**WHAT YOU SHOULD DO:** Scan the data for "rusty" and copy the lines it appears in.

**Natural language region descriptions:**

###

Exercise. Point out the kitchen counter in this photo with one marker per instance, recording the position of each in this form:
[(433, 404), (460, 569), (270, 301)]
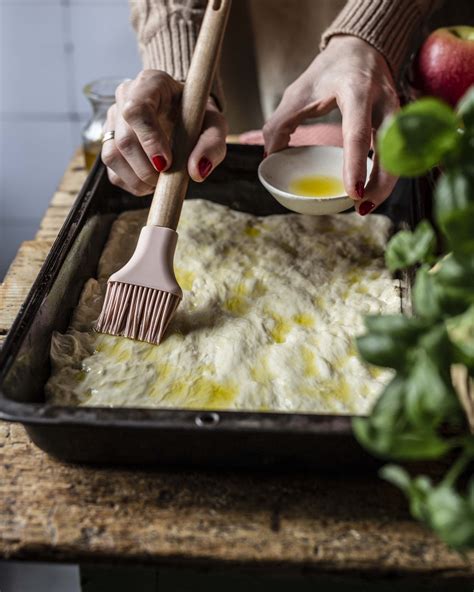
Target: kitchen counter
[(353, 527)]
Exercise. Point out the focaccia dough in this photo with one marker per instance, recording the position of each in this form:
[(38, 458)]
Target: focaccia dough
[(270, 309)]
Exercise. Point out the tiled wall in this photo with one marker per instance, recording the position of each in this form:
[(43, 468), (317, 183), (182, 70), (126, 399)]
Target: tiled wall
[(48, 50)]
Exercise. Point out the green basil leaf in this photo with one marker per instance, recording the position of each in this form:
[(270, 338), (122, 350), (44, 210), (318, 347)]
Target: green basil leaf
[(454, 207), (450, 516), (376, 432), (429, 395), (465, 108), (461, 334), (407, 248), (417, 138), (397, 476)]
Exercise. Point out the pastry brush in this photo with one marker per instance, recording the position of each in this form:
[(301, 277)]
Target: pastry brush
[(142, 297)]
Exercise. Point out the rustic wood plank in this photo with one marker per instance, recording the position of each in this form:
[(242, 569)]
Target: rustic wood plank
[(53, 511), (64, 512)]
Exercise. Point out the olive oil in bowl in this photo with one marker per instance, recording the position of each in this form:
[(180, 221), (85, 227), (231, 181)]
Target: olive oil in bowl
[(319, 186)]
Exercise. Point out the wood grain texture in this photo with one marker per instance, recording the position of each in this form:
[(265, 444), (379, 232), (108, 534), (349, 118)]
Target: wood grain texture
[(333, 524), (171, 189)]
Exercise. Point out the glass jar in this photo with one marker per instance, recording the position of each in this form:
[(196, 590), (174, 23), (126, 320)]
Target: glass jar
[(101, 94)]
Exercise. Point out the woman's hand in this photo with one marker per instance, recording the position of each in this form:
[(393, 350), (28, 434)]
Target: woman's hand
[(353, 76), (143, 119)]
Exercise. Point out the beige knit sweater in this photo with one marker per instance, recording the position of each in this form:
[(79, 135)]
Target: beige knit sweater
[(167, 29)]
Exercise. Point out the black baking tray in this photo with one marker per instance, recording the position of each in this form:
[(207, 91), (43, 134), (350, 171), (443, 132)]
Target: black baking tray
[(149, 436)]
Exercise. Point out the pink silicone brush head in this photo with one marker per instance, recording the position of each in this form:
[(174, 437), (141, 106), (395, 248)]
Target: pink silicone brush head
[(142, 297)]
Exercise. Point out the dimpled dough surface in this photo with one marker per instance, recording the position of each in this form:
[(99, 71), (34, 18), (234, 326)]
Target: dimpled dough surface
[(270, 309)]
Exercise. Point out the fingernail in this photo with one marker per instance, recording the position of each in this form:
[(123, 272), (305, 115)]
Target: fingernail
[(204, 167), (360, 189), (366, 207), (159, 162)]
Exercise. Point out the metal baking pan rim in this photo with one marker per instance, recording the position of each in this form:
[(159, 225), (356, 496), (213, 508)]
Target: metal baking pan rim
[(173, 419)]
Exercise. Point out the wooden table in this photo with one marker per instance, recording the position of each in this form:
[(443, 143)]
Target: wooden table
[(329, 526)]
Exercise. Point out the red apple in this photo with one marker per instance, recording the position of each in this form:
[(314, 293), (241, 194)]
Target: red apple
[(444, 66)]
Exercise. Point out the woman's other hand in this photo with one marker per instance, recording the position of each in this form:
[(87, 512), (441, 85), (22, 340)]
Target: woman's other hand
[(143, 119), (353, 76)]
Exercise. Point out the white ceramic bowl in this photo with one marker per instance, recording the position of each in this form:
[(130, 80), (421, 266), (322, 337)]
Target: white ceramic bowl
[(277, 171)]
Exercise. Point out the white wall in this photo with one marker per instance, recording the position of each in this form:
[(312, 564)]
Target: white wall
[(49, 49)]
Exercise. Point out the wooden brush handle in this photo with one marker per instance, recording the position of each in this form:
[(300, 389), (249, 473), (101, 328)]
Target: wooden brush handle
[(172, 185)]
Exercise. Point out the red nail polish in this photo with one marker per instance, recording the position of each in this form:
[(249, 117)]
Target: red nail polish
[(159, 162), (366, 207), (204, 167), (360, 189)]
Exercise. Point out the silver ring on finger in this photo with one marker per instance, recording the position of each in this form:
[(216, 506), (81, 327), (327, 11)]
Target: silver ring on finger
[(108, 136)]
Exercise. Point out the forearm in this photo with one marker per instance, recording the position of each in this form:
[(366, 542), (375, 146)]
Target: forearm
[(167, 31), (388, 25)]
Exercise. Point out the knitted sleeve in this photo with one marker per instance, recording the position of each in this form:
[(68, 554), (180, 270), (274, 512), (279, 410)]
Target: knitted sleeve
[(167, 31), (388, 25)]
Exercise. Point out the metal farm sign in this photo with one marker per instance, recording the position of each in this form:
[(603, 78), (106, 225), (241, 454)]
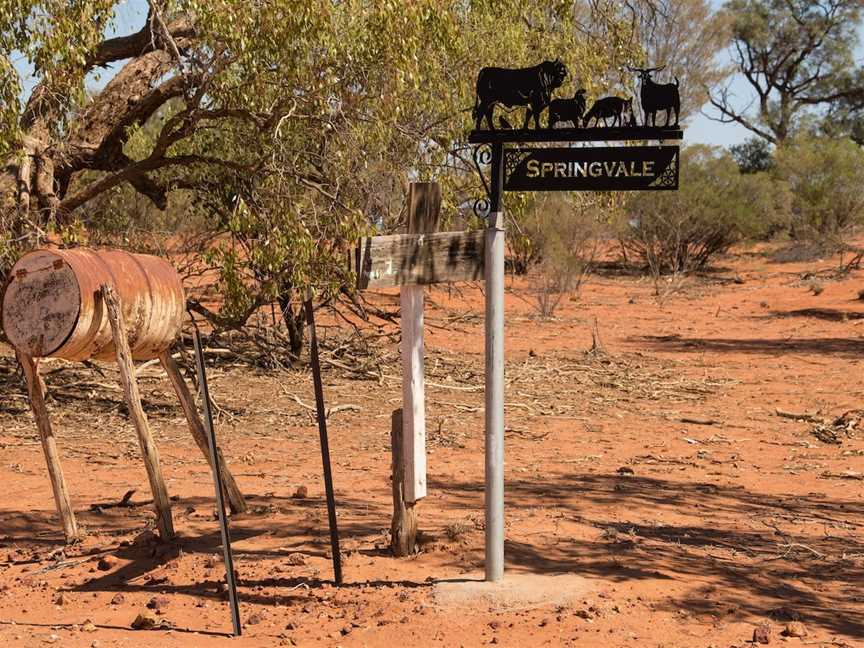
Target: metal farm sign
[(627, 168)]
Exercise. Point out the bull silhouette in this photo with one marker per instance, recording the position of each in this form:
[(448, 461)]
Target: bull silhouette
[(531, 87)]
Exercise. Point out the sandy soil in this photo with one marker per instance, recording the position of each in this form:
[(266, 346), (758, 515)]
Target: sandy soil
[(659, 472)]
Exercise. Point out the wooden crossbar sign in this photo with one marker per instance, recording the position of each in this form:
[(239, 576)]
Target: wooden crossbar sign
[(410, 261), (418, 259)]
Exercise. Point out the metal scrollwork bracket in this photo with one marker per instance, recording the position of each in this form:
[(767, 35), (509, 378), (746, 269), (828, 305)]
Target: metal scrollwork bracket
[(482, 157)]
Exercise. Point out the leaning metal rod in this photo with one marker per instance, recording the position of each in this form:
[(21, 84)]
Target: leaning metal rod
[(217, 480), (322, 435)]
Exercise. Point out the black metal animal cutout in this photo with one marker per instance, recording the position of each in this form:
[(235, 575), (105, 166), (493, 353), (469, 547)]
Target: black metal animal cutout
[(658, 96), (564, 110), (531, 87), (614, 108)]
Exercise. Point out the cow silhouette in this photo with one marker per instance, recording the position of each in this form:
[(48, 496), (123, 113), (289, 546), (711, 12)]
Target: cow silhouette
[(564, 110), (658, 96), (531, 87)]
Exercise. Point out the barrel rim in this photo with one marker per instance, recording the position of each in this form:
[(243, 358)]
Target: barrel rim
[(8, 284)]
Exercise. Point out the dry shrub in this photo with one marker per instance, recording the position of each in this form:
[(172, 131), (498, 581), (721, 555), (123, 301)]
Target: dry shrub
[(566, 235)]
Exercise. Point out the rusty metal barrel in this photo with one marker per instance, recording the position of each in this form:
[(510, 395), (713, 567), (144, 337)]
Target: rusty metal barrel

###

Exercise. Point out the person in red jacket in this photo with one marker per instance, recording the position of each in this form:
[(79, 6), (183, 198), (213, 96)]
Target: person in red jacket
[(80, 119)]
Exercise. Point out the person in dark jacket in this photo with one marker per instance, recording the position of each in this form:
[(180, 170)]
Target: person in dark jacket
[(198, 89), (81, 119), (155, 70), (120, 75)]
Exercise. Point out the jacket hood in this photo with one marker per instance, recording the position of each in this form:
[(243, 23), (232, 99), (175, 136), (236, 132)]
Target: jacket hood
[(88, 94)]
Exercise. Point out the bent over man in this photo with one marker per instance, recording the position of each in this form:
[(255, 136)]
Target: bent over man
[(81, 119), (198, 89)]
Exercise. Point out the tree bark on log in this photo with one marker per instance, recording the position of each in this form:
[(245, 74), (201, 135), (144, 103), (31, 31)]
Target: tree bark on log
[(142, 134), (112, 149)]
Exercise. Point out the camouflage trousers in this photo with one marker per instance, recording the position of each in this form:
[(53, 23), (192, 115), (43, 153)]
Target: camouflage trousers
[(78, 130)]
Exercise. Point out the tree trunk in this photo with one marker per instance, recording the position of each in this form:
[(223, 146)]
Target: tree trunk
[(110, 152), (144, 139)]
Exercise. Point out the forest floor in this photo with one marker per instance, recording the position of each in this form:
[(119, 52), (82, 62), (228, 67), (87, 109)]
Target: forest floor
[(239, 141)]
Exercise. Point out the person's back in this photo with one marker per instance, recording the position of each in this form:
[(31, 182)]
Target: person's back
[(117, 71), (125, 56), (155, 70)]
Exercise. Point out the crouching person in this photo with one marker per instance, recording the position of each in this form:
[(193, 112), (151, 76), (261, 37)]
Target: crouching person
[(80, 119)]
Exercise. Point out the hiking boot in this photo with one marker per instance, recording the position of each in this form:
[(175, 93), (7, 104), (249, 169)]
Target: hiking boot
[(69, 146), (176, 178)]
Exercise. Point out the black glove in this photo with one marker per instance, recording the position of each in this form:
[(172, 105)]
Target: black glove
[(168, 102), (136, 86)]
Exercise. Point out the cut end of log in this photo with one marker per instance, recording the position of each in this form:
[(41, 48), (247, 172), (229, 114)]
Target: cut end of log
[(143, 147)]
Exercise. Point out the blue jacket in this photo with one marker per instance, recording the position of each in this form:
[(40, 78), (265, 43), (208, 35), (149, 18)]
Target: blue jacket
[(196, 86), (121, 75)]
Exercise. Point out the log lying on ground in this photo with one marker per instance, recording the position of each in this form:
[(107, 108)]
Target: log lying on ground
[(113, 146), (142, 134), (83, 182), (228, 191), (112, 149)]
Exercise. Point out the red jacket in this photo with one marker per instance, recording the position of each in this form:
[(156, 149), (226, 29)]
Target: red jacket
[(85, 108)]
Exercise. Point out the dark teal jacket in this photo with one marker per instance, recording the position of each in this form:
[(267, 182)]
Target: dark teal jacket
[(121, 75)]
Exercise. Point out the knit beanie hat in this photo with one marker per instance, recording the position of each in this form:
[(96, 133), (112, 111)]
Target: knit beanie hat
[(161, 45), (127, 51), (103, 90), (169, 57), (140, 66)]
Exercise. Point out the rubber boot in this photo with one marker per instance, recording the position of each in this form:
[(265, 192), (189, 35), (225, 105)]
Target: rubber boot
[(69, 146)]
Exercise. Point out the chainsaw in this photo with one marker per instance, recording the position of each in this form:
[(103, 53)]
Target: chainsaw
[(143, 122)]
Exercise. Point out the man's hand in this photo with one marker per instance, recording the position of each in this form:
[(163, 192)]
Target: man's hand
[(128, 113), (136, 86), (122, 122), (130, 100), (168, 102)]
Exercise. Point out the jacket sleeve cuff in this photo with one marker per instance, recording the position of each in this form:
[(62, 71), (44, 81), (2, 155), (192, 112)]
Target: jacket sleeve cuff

###

**WRITTEN REPLY:**
Exercise. Point out the rusty metal barrel in this photo with one marker per instance, recording the position of each in this form:
Target: rusty metal barrel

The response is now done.